◆ **Supplied text**:

Friday, May 13, 2011

Surviving On My Own Terms

Today, I mostly stared into space. I have things to do, I just didn't do them. And then, while rummaging through a box, looking for some spare printer paper, I found a holy card, given to me at a funeral at the beginning of the school year.

I met this woman only once or twice. Our only connections were these: I had taught her son at St. Dympnha's for a quarter, when his regular English teacher was on maternity leave, and we had met in a few planning meeting at St. Attracta's, where I went to work this fall, and she was also employed.

She killed herself the night before school began. It seems ridiculous to say that perhaps my tenure at St. Attracta was cursed--it seems like a pathetic attempt to make drama out of someone else's tragedy--but I will remember always meeting the principal at the door of that first school day, and the words tumbling out of her mouth. I didn't remember who this woman was, at first. I was surrounded by her grieving friends, people who had worked with her for many years. I was responsible for children who'd known her their whole lives.

I have no idea, finally, exactly what pushed her past breaking. She'd struggled with depression for years, a bad, deep, depression that put her in the hospital at one point. It seemed terrifying to me that she did it the night before school started. Was it an attempt not to start the school year, not to begin anything she didn't plan to finish? Was it coincidence? Was the thought of being surrounded by the children again too much? She loved her job, I was told. The kids said they could see when the depression began to get the better of her...she stopped laughing, she stopped playing with them on the playground.

◆ **What is required**: Do these statements agree with the journal entry above? Answer yes or no for each, quoting the words of the entry that decide it. 1. The writer taught the woman's son for a full school year. 2. The woman had been hospitalized for her depression at one point. 3. The writer came across the holy card while looking for printer paper.

◆ **Data items**:
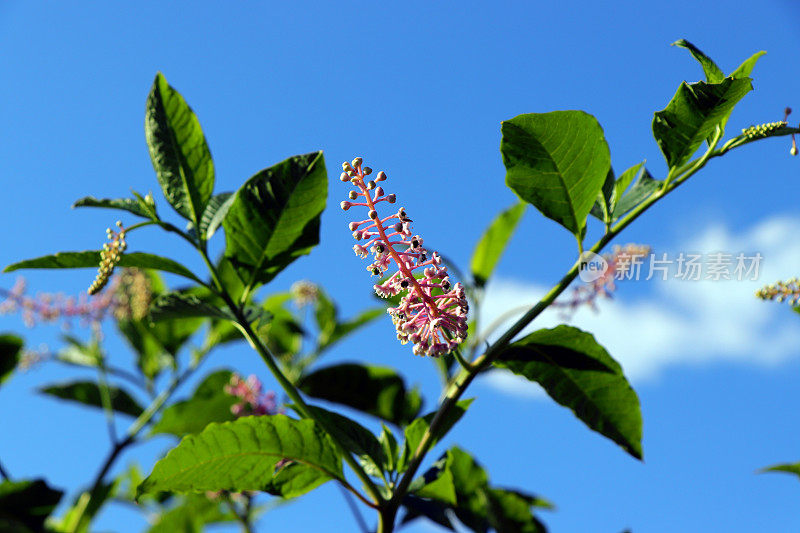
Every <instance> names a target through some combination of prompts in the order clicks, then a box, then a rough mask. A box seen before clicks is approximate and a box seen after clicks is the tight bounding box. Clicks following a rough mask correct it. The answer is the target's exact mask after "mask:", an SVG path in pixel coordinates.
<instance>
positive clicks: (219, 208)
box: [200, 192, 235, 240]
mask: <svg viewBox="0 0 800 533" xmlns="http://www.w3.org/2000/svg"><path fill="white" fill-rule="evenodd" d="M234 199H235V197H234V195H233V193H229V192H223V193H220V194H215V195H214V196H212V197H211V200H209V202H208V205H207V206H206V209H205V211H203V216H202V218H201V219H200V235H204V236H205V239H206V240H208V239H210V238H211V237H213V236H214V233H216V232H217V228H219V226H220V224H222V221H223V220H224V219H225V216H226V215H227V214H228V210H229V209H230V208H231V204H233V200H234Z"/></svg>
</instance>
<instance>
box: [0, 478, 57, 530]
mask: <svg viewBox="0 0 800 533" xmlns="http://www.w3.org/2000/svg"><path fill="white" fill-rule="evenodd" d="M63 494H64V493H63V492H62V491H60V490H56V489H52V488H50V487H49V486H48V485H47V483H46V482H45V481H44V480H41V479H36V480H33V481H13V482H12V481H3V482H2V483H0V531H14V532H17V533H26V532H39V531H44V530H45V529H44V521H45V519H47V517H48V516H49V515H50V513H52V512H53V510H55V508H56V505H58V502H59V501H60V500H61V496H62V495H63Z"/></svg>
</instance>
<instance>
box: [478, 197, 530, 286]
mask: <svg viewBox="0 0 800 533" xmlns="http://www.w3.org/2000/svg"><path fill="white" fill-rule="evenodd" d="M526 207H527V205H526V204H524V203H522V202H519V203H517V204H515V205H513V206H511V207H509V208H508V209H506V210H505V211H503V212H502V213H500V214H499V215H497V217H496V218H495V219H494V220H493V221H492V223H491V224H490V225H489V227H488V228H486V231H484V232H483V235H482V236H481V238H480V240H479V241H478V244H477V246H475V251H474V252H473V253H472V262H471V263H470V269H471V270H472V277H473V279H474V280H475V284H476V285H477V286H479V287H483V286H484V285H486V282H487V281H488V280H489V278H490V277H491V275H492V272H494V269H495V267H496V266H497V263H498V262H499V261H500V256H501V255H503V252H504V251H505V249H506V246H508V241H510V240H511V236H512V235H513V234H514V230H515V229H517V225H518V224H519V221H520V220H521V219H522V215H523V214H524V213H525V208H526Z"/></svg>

◆ **Result of this exercise**:
1. No: "I had taught her son at St. Dympnha's for a quarter"
2. Yes: "a bad, deep, depression that put her in the hospital at one point"
3. Yes: "looking for some spare printer paper, I found a holy card"